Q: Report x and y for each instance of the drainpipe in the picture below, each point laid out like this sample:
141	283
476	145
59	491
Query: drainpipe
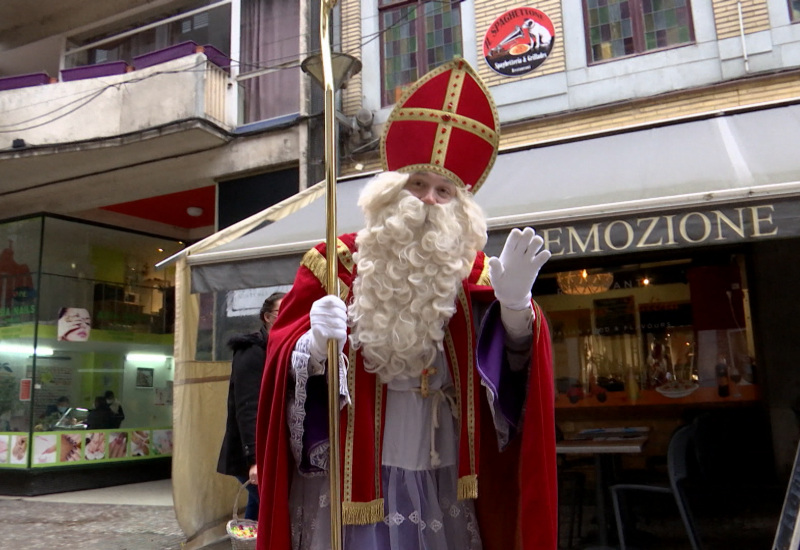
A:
741	35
◇ ◇ ◇ ◇ ◇
• **What you have to do**
Copy the entries above again, replacing "drainpipe" with "downspout" wherever it occurs and keeping everything else the same. Leave the pictures out.

• **Solution below**
Q: Report x and y for each instance of the downspout in the picture below, each point laid out like this sample:
141	283
476	145
59	491
Query: downspout
A:
741	35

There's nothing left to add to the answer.